▸ What to produce
The word "every" marks the lines to keep; find each one in the data and copy it.

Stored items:

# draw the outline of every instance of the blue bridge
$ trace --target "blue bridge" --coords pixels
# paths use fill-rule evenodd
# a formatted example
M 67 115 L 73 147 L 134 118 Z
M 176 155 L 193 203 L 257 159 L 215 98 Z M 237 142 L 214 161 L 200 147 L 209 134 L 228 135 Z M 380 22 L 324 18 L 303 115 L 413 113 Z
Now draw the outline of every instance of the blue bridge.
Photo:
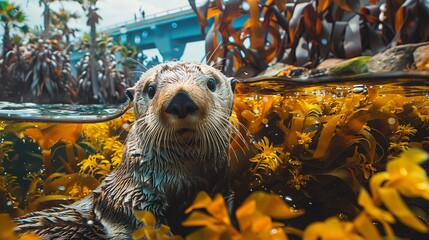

▸ Result
# draw the outline of every instance of the blue bridge
Now draw the outline of every instance of the blue bridge.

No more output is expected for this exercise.